Fragmento del texto>
<<<<
Maestro de ironía
Fui a conocerle, hace casi 25 años, a su despacho de Bryn Mawr College. Me pareció, entonces, demasiado serio, sin ganas de entretenerse en diálogos inútiles. Un catalán que iba al grano y no estaba dispuesto a perder el tiempo. Fue sólo una primera impresión, totalmente equivocada, pues más allá de la apariencia grave y semidistante, Ferrater sabía tener amigos de verdad y conservarlos.Los españoles le debemos a Ferrater; sobre todo, dos cosas: que se fuera de este país cuando aquí había muy poco que hacer, y que se mantuviera presente entre nosotros a pesar de la lejanía. "A veces hay que ser infiel con uno mismo para no serlo con la propia época y el mundo", había dicho para explicar su huida. Se fue definitivamente, pero no fue un exiliado nostálgico. La carrera filosófica la hizo en América casi íntegramente, pero aquí no dejó de ser leído. Desde el Diccionario de filosofía hasta esa filosofía "integracionista" que se inventó, sus libros nos han acompañado siempre. Mucho antes que los actuales posmodernos, fue un ecléctico en el mejor sentido de la palabra.
Por afinidad filosófica y por amistad, me considero bastante fiel a Ferrater Mora. Hice su semblanza intelectual cuando le nombramos doctor honoris causa en la Universidad Autónoma de Barcelona. He reseñado muchos de sus libros. Sin duda, me ha enseñado cantidad de cosas. Pero, sobre todo, ha sido un maestro de ironía.
>>>>
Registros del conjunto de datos
<<<<
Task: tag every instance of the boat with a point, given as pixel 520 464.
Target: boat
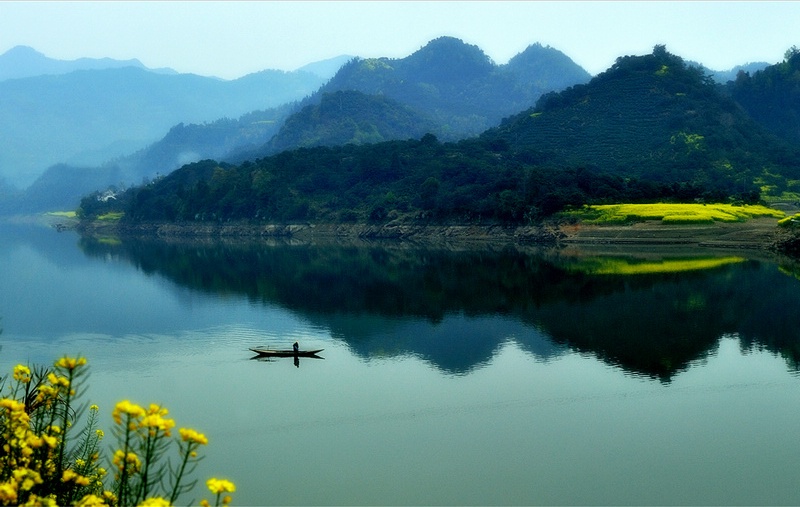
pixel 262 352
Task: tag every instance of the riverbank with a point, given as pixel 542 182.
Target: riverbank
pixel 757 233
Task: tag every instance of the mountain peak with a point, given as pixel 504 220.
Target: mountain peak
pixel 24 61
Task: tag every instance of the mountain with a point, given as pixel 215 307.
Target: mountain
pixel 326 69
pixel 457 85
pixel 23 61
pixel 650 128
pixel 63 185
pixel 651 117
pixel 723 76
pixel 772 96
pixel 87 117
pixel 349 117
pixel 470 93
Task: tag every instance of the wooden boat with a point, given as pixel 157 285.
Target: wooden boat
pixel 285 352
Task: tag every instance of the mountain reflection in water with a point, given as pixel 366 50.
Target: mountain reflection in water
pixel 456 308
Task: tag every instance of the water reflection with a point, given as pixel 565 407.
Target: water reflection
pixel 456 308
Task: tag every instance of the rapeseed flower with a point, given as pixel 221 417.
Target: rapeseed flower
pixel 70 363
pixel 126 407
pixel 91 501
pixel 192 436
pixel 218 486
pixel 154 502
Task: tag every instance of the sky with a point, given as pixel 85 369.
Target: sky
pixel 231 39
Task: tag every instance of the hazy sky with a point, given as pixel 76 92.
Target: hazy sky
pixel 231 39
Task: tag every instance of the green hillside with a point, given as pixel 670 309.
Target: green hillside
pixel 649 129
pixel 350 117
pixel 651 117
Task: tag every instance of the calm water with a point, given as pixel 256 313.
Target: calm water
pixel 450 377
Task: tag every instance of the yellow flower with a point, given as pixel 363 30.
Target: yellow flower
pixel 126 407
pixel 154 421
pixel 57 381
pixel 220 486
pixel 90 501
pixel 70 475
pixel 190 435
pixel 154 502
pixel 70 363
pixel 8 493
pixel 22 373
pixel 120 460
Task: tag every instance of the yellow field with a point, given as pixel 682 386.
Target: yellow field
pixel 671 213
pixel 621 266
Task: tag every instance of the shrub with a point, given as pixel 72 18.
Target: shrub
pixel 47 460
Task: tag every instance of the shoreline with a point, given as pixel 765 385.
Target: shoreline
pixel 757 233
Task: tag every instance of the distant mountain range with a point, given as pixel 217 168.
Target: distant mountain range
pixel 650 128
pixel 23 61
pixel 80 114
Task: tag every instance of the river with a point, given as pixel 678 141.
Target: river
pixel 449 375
>>>>
Tareas del ejercicio>
1 > Copia del texto sobre Ferrater Mora el trozo que empieza en las palabras "Por afinidad filosófica" y termina después de "maestro de ironía.".
2 > Escribe cómo sigue el texto sobre Ferrater Mora, empezando justo después de su última frase.

Respuestas por tarea>
1 >
Por afinidad filosófica y por amistad, me considero bastante fiel a Ferrater Mora. Hice su semblanza intelectual cuando le nombramos doctor honoris causa en la Universidad Autónoma de Barcelona. He reseñado muchos de sus libros. Sin duda, me ha enseñado cantidad de cosas. Pero, sobre todo, ha sido un maestro de ironía.

2 >
Sabia distancia
Esa aparente seriedad que me sorprendió cuando le vi por primera vez, y que parecía no encajar con su estilo literario, no era sino el cultivo de una sabia e irónica distancia que dejaba sitio al humor. Por si acaso, y con muy buen sentido, Ferrater reconocía la realidad, pero sin servirla, sabía poner freno a la entrega y al entusiasmo hasta tanto no hubiera comprobado que la causa merecía ser acatada. Supo hacer suya esa primera lección socrática, la ironía, que consiste -dijo él mismo- en "creer sólo a medias", en dar "un rodeo" para "tapar los constantes boquetes que se producen en la vida humana". Uno de esos boquetes fue el tener que salir de España y ver cómo se le pasaba el tiempo de volver. Otro boquete, un cáncer que arrastró toda su vida sin que nadie lo notara.
Sin duda esta actitud irónica le llevó, en los últimos años, a descreer de la propia filosofía y a ensayar otros géneros más distendidos. Cuidaba y corregía las reediciones de sus libros, pero no tenía ganas de subirse a los nuevos carros del pensamiento. Daba a entender que la filosofía ya no podía enseñarle gran cosa, que prefería divertirse escribiendo novelas y cuentos. Le gustaba saberse leído y querido. En realidad, sólo pedía el justo homenaje a su esfuerzo por permanecer aquí estando fuera, el reconocimiento de no haber vivido en vano.